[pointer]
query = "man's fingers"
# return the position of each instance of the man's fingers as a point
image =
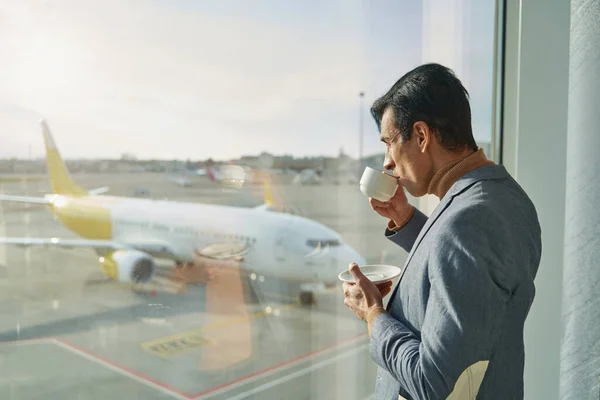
(356, 273)
(377, 204)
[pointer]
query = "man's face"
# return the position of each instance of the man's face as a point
(406, 160)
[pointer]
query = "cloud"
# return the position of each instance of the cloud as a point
(152, 73)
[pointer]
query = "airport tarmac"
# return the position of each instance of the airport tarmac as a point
(68, 332)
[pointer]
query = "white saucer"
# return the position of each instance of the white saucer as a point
(376, 273)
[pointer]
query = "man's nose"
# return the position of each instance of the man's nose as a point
(388, 163)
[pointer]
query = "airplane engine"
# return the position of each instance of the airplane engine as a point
(128, 266)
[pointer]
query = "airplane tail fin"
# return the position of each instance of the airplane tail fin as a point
(268, 195)
(59, 175)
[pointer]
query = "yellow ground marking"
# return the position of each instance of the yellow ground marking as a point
(186, 341)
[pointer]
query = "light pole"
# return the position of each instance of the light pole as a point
(361, 96)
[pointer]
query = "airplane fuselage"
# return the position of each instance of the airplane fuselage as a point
(279, 244)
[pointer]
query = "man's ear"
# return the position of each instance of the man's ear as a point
(423, 135)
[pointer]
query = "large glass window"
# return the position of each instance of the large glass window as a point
(176, 226)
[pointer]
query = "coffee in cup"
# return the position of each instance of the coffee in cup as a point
(378, 184)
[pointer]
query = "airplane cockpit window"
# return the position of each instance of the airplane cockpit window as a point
(179, 188)
(325, 242)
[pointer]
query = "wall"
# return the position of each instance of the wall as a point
(534, 143)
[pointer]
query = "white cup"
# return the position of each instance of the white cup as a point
(378, 185)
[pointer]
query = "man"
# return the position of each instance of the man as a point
(453, 327)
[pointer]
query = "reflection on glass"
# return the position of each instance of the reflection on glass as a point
(189, 242)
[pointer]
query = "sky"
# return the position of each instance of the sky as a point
(191, 79)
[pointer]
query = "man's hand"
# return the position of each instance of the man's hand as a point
(363, 297)
(398, 209)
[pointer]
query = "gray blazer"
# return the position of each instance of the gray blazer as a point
(454, 323)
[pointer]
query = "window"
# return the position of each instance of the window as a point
(156, 99)
(315, 243)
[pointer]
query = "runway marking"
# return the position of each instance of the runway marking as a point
(187, 341)
(145, 380)
(275, 369)
(298, 373)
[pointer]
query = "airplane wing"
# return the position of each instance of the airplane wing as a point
(156, 249)
(25, 199)
(224, 250)
(216, 251)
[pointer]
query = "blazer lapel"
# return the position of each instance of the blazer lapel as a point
(458, 188)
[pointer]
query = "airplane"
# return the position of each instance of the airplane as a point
(181, 181)
(129, 234)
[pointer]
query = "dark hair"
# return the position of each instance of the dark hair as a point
= = = = =
## What this task involves:
Working from the material above, transcribe it exactly while omitting pictures.

## Written answer:
[pointer]
query = "man's fingers"
# return the position of each instance of the man's fingers as a point
image =
(356, 273)
(377, 204)
[pointer]
query = "man's face"
# return the position of each instance of the man's face as a point
(406, 160)
[pointer]
query = "cloud"
# return the position of each instance of the cloud as a point
(152, 73)
[pointer]
query = "airport tarmac"
# return the position of each instance of the airport tarmac as a point
(68, 332)
[pointer]
query = "white saucer"
# return the position of each instance of the white saucer as a point
(376, 273)
[pointer]
query = "man's nose"
# return the position of each instance of the man's nose as a point
(388, 163)
[pointer]
query = "airplane engine"
# return the position of each instance of the airplane engine as a point
(128, 266)
[pointer]
query = "airplane tail fin"
# return the position of each instance of the airplane tail fin as a point
(268, 195)
(59, 175)
[pointer]
query = "yellow ground marking"
# return the position of each instance of the yellow ground marking as a point
(186, 341)
[pointer]
query = "light pole"
# return the position of each instance of the light pole as a point
(361, 96)
[pointer]
query = "airplane fuselage"
# return the position of each instance of the airplane fuselage as a point
(279, 244)
[pointer]
query = "man's ear"
# return the position of each instance of the man's ear as a point
(423, 135)
[pointer]
query = "large glass window"
# return the position of each instance of the large glass window as a point
(176, 226)
[pointer]
query = "coffee in cup"
# return the position of each instance of the coffee in cup as a point
(378, 184)
[pointer]
query = "airplane cockpit window"
# return the position of each instance of the airplane cockpit window as a point
(179, 188)
(325, 242)
[pointer]
query = "wall"
# return the position of each instance of the wall as a point
(534, 143)
[pointer]
query = "white cup"
# return the position of each instance of the white cup as a point
(378, 185)
[pointer]
query = "man"
# return the position of each instance of the man as a point
(453, 327)
[pointer]
query = "reflection on glass"
# return the position of each instance of the reflection on glass as a point
(189, 242)
[pointer]
query = "sky"
# return the position of each instance of the sky as a point
(191, 79)
[pointer]
query = "man's hand"
# return the position of each instance of the man's hand as a point
(363, 297)
(398, 209)
[pointer]
query = "gray blazer"
# return the position of each instance of the gray blazer as a point
(454, 323)
[pointer]
query = "window"
# return the position of each instance of the window as a point
(156, 99)
(315, 243)
[pointer]
query = "runway marking"
# return the position of each instance of the runway marking as a point
(187, 341)
(145, 380)
(275, 369)
(298, 373)
[pointer]
query = "airplane wing"
# return the position of each instance of the airplane wing as a point
(156, 249)
(25, 199)
(224, 250)
(216, 251)
[pointer]
query = "blazer lapel"
# return the position of each instance of the blazer lapel as a point
(458, 188)
[pointer]
query = "airplane"
# return the position of each instance of the airplane as a point
(181, 181)
(129, 234)
[pointer]
query = "dark hair"
# return the position of each instance of the dark hair as a point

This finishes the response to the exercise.